With respect I've seen it happen in an adult flock. A chicken gets a cut, starts to bleed. The rest of the chickens won't stop pecking at the blood! Several times I separated the injured hen for several days until she healed completely. I learned the hard way if I didn't she'd be dead in 24hrs. Chickens are bloody little monsters, especially aggressive breeds like RIR's.


----------



## Grimm (Sep 5, 2012)

Chickens eating fried chicken


----------



## SewingMachine (Mar 26, 2017)

Huh. I had Araucana's, Reds, and Egyptians all mixed up. Got 30 for the first batch, and just let them out the coop when they were about the size of robins. They wouldn't go far. When they got bigger, I tried the trim one wing thing, but it was a hassle. They had a fenced in yard, but they flew out all the time, and ranged all over 10 acres. Lost a few to a fox or something. Never had a problem with them getting on vehicles, that were sitting right there (coop attached to the garage).

Once they started hatching chicks, I never had a problem with any of them getting killed, and they just ran around with all the other chickens. I had a really good egyptian rooster though, he really kept everyone in line. Maybe thats why? I culled mean roosters, and kept it to 1 rooster for every 8 hens, or tried to. Sometimes one rooster would just scrape 3 or 4 hens off the flock, and make his own little harem.

But no, never any chick killing. Ever.


----------



## terri9630 (Jun 2, 2016)

SewingMachine said:


> Huh. I had Araucana's, Reds, and Egyptians all mixed up. Got 30 for the first batch, and just let them out the coop when they were about the size of robins. They wouldn't go far. When they got bigger, I tried the trim one wing thing, but it was a hassle. They had a fenced in yard, but they flew out all the time, and ranged all over 10 acres. Lost a few to a fox or something. Never had a problem with them getting on vehicles, that were sitting right there (coop attached to the garage).
> 
> Once they started hatching chicks, I never had a problem with any of them getting killed, and they just ran around with all the other chickens. I had a really good egyptian rooster though, he really kept everyone in line. Maybe thats why? I culled mean roosters, and kept it to 1 rooster for every 8 hens, or tried to. Sometimes one rooster would just scrape 3 or 4 hens off the flock, and make his own little harem.
> 
> But no, never any chick killing. Ever.


Its because _they _were hatching chicks. They protect their chicks. Chicks from the incubator/store don't have a momma to protect them.


----------



## Grimm (Sep 5, 2012)

terri9630 said:


> Its because _they _were hatching chicks. They protect their chicks. Chicks from the incubator/store don't have a momma to protect them.


Terri,

Yup. This is the truth. Was my comment about this not clear? I know sometimes I have problems with delivering the message so everyone understands it.


----------



## LastOutlaw (Jun 1, 2013)

Chickens are probably the easiest way to quickly become self sufficient.
They can be raised in a relatively small area, even in a suburban back yard. They will feed themselves if there is a bit of space to free range. They are very easy to raise, they are friendly and non threatening to family members for the most part. They will provide you with food on a daily basis and can be raised by pretty much anyone.

RECORDS PROVIDED:
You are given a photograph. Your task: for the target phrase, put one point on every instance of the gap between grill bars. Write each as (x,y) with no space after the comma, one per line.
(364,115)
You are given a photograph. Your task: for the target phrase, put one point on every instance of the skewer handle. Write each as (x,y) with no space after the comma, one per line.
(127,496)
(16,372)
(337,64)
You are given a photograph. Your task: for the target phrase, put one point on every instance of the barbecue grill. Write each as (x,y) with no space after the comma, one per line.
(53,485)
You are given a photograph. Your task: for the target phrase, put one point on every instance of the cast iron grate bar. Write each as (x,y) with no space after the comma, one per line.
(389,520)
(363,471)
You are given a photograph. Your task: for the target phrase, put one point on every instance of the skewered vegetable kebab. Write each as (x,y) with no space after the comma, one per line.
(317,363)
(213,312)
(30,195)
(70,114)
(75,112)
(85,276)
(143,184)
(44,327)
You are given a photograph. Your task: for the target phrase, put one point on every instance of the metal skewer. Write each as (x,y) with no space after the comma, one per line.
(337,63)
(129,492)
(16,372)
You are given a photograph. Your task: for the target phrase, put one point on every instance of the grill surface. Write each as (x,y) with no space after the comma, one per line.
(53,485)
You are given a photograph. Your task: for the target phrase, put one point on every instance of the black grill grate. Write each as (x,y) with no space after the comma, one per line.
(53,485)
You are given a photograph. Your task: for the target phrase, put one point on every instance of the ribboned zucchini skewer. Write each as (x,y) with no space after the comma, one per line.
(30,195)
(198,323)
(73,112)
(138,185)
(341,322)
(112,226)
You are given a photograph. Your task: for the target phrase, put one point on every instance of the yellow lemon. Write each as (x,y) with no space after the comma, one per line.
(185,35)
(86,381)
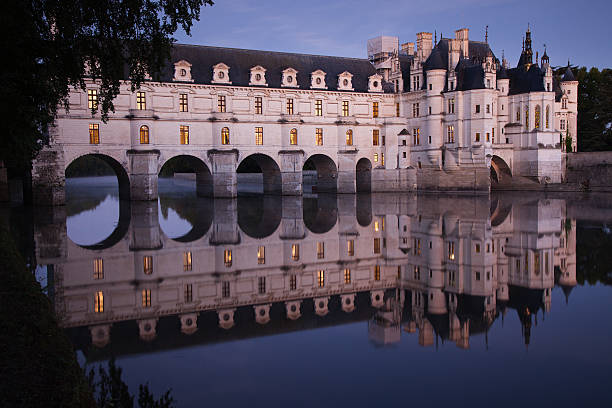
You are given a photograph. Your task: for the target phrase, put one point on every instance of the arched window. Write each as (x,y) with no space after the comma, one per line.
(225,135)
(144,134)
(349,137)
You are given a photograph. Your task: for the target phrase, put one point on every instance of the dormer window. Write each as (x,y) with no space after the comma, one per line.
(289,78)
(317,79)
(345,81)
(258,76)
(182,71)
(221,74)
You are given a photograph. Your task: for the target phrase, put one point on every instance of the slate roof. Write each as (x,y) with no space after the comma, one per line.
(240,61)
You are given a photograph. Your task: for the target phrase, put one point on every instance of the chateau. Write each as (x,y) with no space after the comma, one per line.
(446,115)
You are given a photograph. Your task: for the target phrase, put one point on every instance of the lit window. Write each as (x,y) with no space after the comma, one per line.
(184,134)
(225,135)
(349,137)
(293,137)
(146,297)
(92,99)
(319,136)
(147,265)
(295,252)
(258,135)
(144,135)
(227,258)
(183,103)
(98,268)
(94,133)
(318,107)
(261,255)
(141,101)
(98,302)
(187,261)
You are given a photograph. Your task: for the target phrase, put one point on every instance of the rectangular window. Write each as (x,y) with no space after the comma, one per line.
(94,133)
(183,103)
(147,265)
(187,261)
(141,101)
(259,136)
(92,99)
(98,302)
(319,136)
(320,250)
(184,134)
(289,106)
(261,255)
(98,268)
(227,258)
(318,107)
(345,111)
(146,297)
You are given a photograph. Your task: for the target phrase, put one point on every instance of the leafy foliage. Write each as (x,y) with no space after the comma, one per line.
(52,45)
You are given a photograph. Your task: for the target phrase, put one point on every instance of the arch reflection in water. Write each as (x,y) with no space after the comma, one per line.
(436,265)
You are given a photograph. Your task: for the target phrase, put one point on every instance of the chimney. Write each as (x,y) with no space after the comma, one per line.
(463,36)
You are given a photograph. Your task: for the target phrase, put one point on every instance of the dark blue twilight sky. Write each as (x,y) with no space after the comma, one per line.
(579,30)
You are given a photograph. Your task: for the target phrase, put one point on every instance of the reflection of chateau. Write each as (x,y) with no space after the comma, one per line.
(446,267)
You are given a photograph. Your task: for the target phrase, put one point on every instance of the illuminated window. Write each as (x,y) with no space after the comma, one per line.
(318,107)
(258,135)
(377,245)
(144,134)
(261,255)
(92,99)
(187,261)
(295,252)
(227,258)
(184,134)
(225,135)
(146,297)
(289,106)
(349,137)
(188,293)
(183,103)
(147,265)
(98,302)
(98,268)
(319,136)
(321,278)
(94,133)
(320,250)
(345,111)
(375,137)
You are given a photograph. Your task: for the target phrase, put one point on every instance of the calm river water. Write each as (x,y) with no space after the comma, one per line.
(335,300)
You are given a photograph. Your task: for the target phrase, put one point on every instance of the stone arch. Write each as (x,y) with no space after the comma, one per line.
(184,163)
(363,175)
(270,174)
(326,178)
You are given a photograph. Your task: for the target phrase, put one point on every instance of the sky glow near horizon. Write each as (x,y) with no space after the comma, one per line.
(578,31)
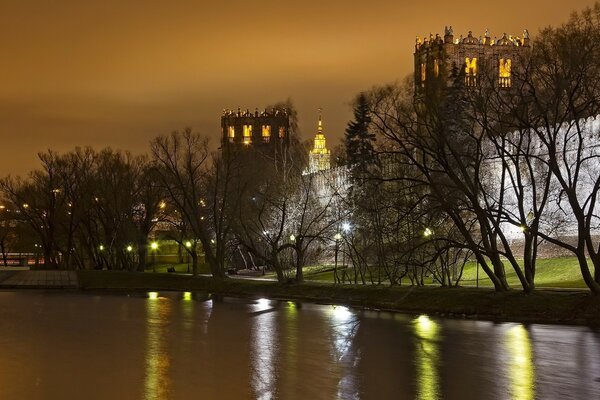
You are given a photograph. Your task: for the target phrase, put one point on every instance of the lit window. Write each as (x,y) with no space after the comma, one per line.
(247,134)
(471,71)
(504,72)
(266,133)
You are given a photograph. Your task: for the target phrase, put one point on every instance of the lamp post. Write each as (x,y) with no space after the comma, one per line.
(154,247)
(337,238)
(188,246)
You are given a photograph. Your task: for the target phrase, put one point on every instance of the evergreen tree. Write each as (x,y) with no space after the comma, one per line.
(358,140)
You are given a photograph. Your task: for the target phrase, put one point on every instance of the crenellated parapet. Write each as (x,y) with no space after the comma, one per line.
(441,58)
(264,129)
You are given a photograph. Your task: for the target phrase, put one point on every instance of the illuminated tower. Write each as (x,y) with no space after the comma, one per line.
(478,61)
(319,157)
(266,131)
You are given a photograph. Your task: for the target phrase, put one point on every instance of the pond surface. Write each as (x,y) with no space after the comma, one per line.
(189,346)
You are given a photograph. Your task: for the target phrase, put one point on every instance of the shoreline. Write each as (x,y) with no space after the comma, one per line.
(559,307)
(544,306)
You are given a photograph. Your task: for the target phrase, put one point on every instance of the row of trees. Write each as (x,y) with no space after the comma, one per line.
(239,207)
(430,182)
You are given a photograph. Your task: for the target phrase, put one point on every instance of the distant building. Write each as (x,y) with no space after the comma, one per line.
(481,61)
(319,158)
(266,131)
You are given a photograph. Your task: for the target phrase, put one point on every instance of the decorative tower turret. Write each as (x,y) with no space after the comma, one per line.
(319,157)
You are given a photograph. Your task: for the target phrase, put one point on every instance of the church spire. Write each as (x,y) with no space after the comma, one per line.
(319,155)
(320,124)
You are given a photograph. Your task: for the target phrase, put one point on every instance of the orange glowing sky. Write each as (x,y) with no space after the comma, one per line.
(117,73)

...

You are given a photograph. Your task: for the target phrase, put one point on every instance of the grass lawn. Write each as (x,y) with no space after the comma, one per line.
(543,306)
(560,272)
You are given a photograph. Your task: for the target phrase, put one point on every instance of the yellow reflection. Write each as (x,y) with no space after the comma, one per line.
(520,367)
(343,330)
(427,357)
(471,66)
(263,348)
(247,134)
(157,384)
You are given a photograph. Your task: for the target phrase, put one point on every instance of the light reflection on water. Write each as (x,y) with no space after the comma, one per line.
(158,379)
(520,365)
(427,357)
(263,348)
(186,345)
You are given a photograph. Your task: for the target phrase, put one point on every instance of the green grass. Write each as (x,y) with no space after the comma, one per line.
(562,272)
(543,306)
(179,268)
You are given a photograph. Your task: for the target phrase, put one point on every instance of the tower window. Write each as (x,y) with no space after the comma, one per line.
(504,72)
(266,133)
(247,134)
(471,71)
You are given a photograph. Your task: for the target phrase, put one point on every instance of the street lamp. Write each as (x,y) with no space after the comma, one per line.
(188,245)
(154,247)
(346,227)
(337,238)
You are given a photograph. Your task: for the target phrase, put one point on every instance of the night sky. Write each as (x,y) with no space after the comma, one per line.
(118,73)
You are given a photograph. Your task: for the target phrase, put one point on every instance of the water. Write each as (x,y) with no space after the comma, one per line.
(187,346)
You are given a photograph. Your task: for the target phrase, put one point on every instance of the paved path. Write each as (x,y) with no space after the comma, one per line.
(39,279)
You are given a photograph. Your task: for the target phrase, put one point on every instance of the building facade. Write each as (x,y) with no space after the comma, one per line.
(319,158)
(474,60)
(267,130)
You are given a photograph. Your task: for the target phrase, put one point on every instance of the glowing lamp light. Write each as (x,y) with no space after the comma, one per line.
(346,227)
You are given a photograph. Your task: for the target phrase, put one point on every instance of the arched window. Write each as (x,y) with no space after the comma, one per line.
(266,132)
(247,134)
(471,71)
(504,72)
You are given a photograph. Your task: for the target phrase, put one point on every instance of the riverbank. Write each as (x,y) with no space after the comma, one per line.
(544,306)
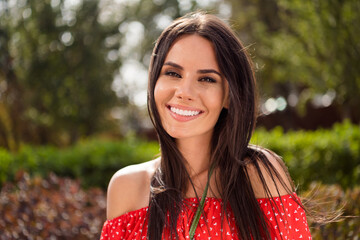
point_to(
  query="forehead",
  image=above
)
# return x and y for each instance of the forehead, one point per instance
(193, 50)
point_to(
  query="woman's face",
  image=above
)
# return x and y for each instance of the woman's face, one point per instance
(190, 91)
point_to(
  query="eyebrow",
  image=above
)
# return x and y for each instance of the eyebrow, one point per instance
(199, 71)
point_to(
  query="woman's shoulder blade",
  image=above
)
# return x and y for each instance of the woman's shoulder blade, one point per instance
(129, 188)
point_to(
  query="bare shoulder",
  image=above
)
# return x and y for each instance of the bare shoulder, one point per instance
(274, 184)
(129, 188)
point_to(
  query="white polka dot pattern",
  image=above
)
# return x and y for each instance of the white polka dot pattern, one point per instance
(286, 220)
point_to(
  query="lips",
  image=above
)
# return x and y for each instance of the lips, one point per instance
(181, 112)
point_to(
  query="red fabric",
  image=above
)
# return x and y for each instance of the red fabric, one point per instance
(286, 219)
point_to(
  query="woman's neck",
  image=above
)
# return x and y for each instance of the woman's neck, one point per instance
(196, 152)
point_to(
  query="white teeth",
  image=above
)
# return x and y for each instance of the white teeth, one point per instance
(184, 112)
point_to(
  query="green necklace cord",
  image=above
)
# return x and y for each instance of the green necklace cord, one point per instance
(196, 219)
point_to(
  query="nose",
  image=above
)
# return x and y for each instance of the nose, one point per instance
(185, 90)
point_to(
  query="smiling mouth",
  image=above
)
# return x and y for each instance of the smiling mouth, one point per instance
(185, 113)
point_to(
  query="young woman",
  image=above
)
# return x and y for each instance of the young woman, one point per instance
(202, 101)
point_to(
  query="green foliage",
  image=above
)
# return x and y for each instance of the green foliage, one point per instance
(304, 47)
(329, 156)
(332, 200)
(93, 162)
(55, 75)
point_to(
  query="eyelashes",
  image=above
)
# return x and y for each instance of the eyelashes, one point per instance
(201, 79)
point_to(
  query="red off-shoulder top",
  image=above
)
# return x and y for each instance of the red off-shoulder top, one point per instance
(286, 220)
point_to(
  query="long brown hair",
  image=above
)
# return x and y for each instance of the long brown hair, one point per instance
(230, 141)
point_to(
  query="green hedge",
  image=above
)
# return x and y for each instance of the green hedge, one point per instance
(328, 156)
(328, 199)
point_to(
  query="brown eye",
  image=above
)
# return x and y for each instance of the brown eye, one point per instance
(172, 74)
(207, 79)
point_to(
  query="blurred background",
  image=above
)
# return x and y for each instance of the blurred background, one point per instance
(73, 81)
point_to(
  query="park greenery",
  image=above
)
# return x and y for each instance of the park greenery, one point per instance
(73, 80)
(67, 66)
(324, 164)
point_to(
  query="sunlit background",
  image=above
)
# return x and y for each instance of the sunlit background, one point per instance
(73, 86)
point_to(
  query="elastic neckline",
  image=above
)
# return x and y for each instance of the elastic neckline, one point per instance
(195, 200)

---

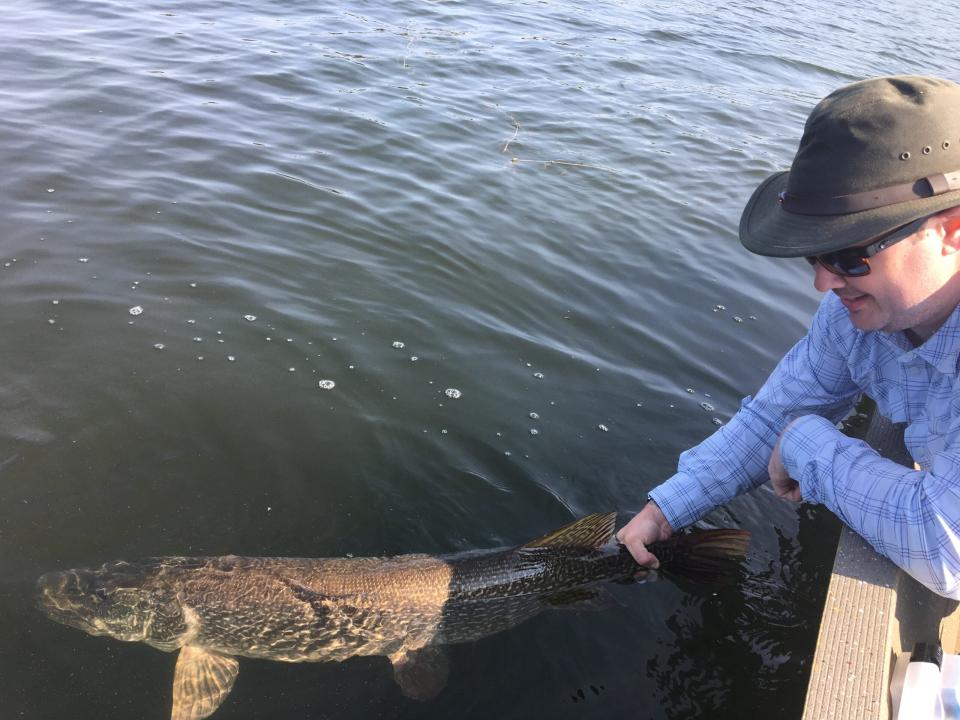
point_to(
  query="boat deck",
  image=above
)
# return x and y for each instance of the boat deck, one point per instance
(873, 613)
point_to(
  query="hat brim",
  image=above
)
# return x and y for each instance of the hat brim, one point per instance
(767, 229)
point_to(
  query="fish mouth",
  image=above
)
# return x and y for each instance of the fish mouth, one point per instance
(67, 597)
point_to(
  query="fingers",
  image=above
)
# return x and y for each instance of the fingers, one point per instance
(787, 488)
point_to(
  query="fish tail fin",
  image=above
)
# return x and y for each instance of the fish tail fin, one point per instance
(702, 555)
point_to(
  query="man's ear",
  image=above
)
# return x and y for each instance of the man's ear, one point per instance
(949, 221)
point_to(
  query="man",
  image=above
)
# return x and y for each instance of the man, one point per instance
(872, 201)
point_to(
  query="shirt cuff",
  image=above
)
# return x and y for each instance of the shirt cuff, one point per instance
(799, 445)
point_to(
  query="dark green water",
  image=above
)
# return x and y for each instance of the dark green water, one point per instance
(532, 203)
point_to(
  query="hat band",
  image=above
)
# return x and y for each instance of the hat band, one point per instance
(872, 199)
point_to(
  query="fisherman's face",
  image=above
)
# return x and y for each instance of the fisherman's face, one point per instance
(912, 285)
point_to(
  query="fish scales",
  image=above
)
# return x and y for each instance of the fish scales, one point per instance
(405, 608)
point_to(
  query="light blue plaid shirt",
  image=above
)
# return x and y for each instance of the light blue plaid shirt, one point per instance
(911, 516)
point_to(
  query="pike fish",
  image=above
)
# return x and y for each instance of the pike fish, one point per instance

TASKS TO CARRY OUT:
**1)** In the chicken-keeping forum thread, what ratio of roosters to hens did SewingMachine try to keep?
**2)** List each distinct username that heads a post in the chicken-keeping forum thread.
**3)** Carry the chicken-keeping forum thread forward from its last sentence.

ANSWERS FOR THIS EXERCISE:
**1)** One rooster for every 8 hens.

**2)** Grimm, SewingMachine, terri9630, LastOutlaw

**3)**
Here is a site that will show you the basics.
http://abundantpermaculture.com/


----------



## bbqjoe (Feb 10, 2017)

My theory on chickens is to buy in bulk.
You want eight or a dozen, buy 25 chicks.
Most will live, some won't.

Throw them all together and let nature take its course.
Cull most of the roosters, only leaving one or two of the best. Cook them up, or send them to freezer camp.

Same with the hens. Keep the best, 86 the rest.


----------



## terri9630 (Jun 2, 2016)

Grimm said:


> Terri,
> 
> Yup. This is the truth. Was my comment about this not clear? I know sometimes I have problems with delivering the message so everyone understands it.


It was clear to me.


----------



## Meerkat (May 31, 2011)

bbqjoe said:


> I put my latest chicks in with the big birds at four weeks.
> Everything is just fine.


 We do too, hens never touched them.

We like Barred Rocks or Dominique they are dual birds. Also the mildest mannered we have tried and we tried them all far as laying hens go.


----------



## bbqjoe (Feb 10, 2017)

Meerkat said:


> We do too, hens never touched them.
> 
> We like Barred Rocks or Dominique they are dual birds. Also the mildest mannered we have tried and we tried them all far as laying hens go.


Well, when it comes to grub, the pecking order is being laid down, but nothing violent.
The guy I got the older birds (RIR's) from, said the folks in charge are trying to breed broodiness out of chickens. Yes, another one of man's manipulations to suit his needs. If this continues, chickens will no longer know how to hatch out an egg, and raise their young. Just stupid.

My RIR's have never gone broody and sat a bunch out. This last round I ordered from Mcmurray. I told the lady there that I needed a bird that could handle the AZ heat, as well as go to sitting. She suggested the Buff Orpington.

It is my hope that they will be regenerative.


----------



## Starcreek (Feb 4, 2015)

I bought chicks from Privett Hatchery last year at this time -- some Cuckoo Marans and Barnevelders for me and some Dominiques for my son. I sold the Marans, both to trim the flock down to a manageable size and to get some money to buy hay. The Barnevelders are very docile and quiet, and I now have one hen setting some eggs!

I have bought from Privett before, and have always been more than pleased with them.


----------



## terri9630 (Jun 2, 2016)

bbqjoe said:


> Well, when it comes to grub, the pecking order is being laid down, but nothing violent.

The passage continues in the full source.